Among diverse practices distinguishing the European music scene in the second half of the eighteenth century, the performance of music for two players on the same keyboard is certainly one of the more remarkable and, in some ways, significant examples.
The rendition of a four-handed piece on the harpsichord or the fortepiano can be considered an example of the direction that music of that time was about to take: light-hearted, convivial, and educational, in which we could find the intention to satisfy the new “galant” tastes of the aristocracy as well as the needs of the rising middle class.
The four-handed genre becomes, in this regard, an ideal setting to express the new musical feeling. Four hands can double possibilities and exploit the keyboard’s full range. The search for expressivity is maintained by combining extended melodies with arpeggios or broken chords. In the case of performance on the harpsichord, the increased opportunity to “mix” the stops facilitates the search for unexplored colors and contrasts.
Mario Stefano Tonda, Alberto Firrincieli
“By a letter from Salzburg, dated last November, I am informed, that this young man, who so much astonished all Europe by his premature knowledge and performance, during infancy, is still a great master of his instrument; my correspondent went to his father’s house to hear him and his sister play duets on the same harpsichord; but she is now at her summit, which is not marvellous; ‘and’, says the writer of the letter, ‘if I may judge of the music which I heard of his composition, in the orchestra, he is one further instance of early fruit being more extraordinary than excellent’”.
The young man and his sister, described in this less-than-flattering report, were Wolfgang Amadeus and “Nannerl” Mozart, as portrayed, around 1771, by an anonymous acquaintance of Charles Burney, the author of two volumes of chronicles about “The Present State of Music” in Europe. While this unknown writer seems to have been singularly short-sighted in qualifying Wolfgang Amadeus Mozart’s talent as “more extraordinary than excellent” and Nannerl’s gifts as “not marvellous”, the mention of their performance as a keyboard duet is exciting. True, terminology was rather flexible at the time, and we cannot assume that the siblings performed on a “harpsichord” in the strict meaning of the word, since it could apply also to other keyboard instruments. Undeniably, however, the siblings did play Wolfgang’s early compositions for keyboard duet on harpsichords in their youthful years, and therefore the possibility of rediscovering their “original” sound is a real treat for the music-lovers.

[Dataset items]
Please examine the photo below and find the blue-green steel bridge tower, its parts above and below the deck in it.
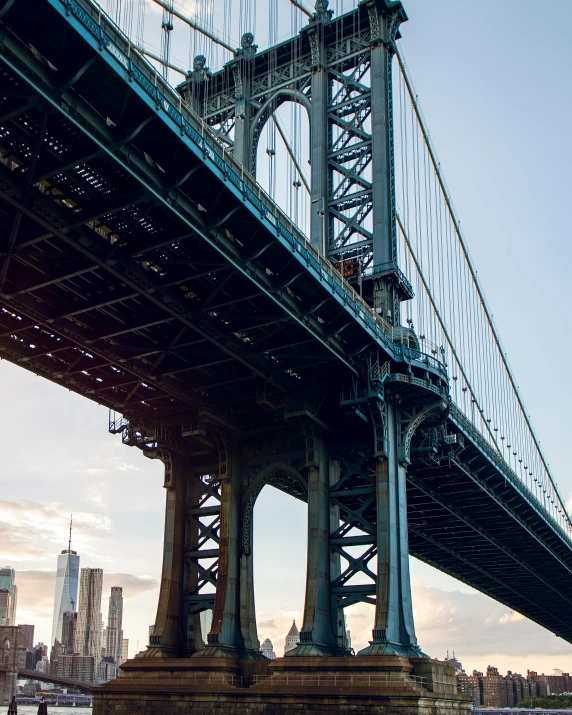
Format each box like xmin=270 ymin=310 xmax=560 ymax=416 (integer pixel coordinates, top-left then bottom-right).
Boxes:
xmin=139 ymin=0 xmax=438 ymax=659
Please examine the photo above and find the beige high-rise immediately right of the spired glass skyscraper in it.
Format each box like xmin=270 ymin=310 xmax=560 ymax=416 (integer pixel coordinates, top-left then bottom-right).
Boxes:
xmin=74 ymin=569 xmax=103 ymax=667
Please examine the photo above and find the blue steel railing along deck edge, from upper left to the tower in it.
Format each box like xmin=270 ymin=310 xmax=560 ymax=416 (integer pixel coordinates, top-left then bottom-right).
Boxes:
xmin=51 ymin=0 xmax=446 ymax=374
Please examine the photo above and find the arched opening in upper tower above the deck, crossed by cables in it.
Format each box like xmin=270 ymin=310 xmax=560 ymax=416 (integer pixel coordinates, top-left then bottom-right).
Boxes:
xmin=253 ymin=99 xmax=311 ymax=236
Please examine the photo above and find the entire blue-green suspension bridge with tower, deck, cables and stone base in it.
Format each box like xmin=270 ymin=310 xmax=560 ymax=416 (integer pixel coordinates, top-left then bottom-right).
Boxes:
xmin=0 ymin=0 xmax=572 ymax=713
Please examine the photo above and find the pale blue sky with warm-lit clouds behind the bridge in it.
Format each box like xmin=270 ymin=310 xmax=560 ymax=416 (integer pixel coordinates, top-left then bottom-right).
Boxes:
xmin=0 ymin=0 xmax=572 ymax=672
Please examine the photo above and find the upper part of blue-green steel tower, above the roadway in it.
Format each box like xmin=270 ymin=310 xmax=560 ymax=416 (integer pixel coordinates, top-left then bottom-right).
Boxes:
xmin=178 ymin=0 xmax=413 ymax=314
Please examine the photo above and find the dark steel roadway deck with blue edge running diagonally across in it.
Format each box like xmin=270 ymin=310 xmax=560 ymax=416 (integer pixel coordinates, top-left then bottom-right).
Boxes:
xmin=0 ymin=0 xmax=572 ymax=642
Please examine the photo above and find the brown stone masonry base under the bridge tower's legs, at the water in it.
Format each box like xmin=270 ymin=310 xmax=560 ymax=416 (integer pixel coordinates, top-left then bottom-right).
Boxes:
xmin=93 ymin=656 xmax=471 ymax=715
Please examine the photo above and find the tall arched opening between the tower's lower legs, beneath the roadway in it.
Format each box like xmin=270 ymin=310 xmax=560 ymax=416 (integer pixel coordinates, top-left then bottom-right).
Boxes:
xmin=252 ymin=478 xmax=308 ymax=657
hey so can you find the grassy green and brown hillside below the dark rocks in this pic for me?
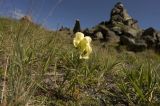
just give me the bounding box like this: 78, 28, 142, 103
0, 18, 160, 106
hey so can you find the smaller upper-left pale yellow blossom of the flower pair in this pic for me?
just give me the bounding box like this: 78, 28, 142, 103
73, 32, 84, 47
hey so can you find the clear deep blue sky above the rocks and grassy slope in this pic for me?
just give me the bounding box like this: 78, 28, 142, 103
0, 0, 160, 30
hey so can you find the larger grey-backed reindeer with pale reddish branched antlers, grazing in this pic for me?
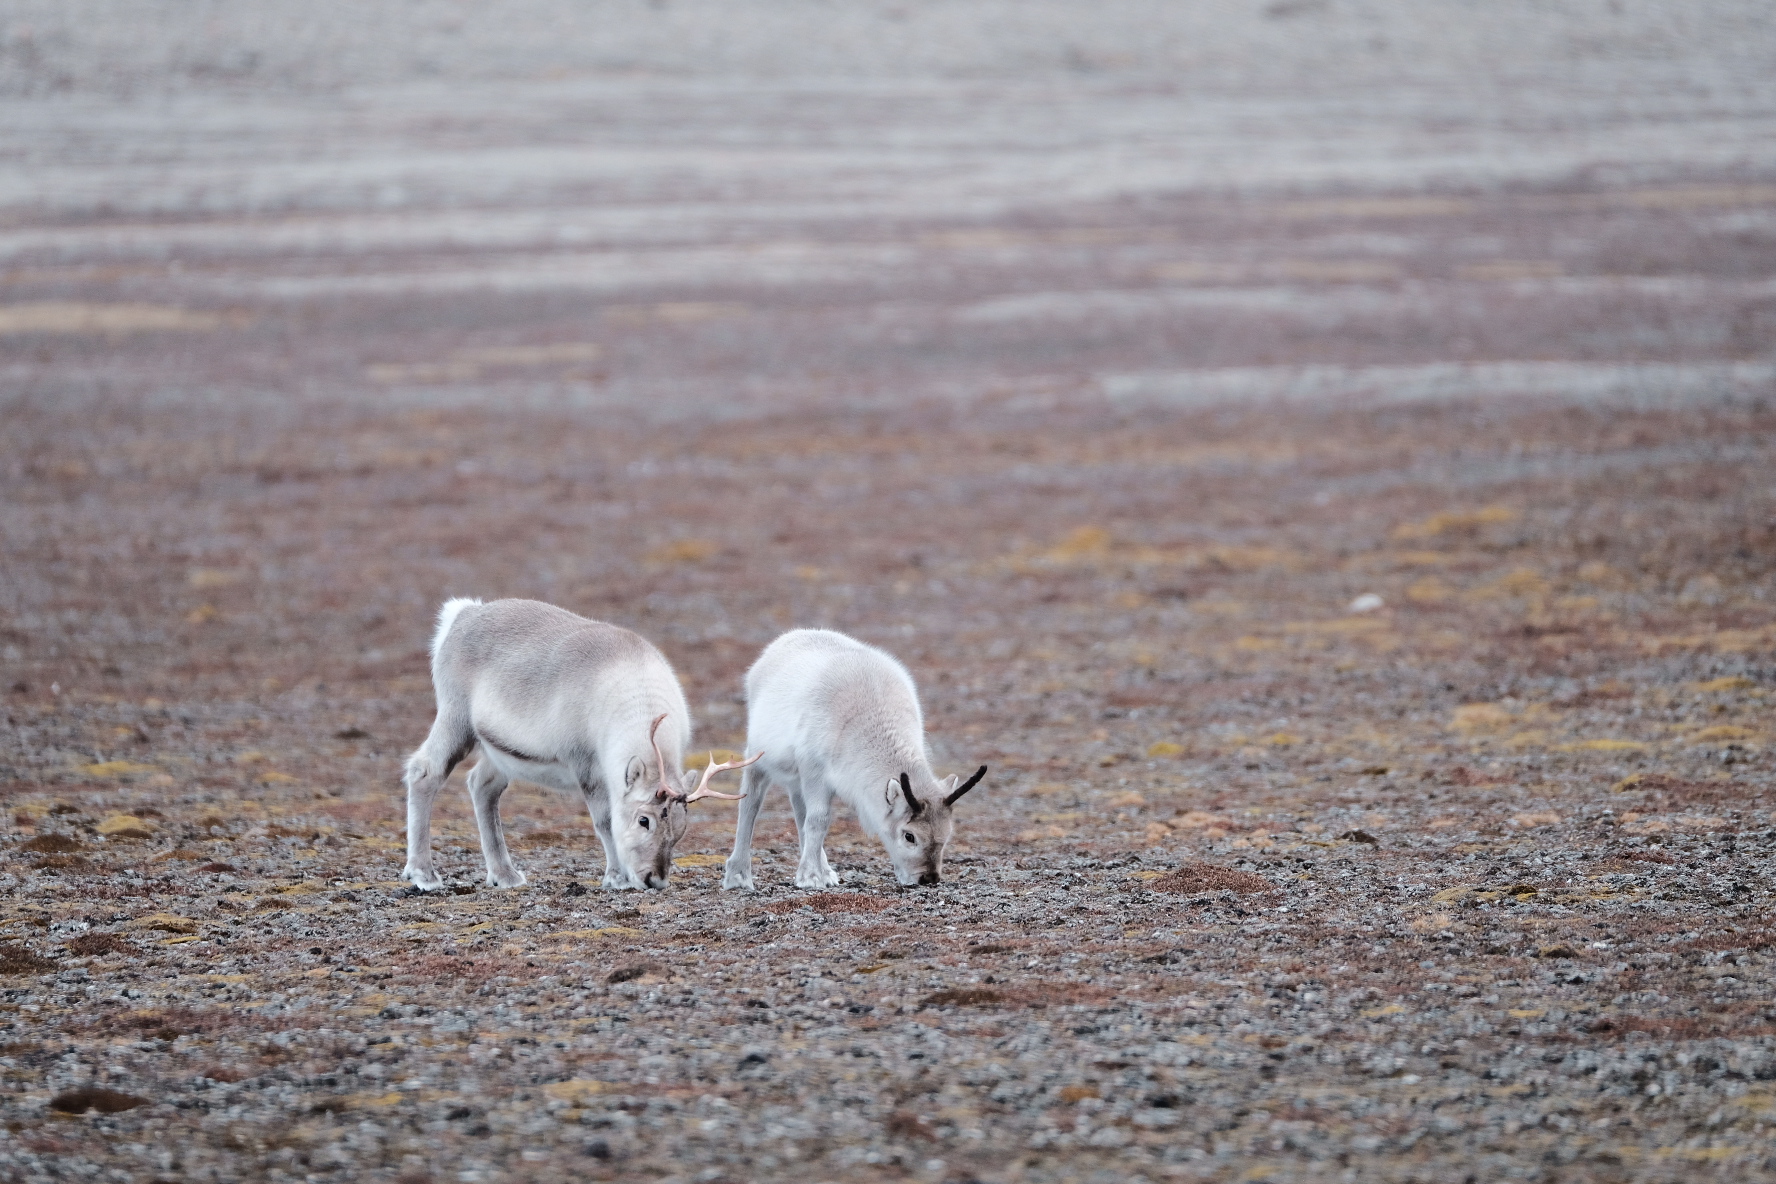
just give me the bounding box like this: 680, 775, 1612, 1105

== TASKS TO CARRY OUT ==
1. Reproduce word for word the passage on four-handed keyboard music from "Among diverse practices" to "rising middle class.".
2. Answer these questions using the passage on four-handed keyboard music.
(a) On which two keyboard instruments does the passage say a four-handed piece could be rendered?
(b) Who wrote two volumes of chronicles about "The Present State of Music" in Europe?
(c) Around what year were the Mozart siblings portrayed in the report?
These data come from a source separate from the passage on four-handed keyboard music.

== SOLUTIONS ==
1.
Among diverse practices distinguishing the European music scene in the second half of the eighteenth century, the performance of music for two players on the same keyboard is certainly one of the more remarkable and, in some ways, significant examples.
The rendition of a four-handed piece on the harpsichord or the fortepiano can be considered an example of the direction that music of that time was about to take: light-hearted, convivial, and educational, in which we could find the intention to satisfy the new “galant” tastes of the aristocracy as well as the needs of the rising middle class.

2.
(a) The harpsichord and the fortepiano.
(b) Charles Burney.
(c) Around 1771.